>> Start Given information
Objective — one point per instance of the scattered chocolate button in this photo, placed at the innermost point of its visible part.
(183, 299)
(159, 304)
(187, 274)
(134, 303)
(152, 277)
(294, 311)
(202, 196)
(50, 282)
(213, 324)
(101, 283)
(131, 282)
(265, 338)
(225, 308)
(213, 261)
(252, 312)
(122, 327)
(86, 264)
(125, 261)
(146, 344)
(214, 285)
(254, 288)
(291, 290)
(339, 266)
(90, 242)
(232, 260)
>> End Given information
>> Start Given information
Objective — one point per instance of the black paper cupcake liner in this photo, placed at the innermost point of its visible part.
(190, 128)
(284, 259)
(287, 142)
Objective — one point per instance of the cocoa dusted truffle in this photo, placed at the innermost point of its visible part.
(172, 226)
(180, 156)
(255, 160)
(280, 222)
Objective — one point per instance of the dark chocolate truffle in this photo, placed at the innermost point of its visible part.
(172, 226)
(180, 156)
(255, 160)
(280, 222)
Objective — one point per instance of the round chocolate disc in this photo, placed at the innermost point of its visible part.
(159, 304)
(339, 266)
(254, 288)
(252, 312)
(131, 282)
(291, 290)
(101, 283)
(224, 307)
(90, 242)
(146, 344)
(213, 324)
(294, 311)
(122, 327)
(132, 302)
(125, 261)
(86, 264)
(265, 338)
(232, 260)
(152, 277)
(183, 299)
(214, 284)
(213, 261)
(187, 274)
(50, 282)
>> End Given information
Direction:
Select every row above that contains the word "truffle", and copy each of those rows. Case counts when matching.

Exercise result:
Objective — one point per instance of the cocoa dusted truffle in this photo, placed at the innermost point of its visible part.
Objective — one point per instance of the dark chocolate truffle in this photo, placed at the innermost point of its visible part.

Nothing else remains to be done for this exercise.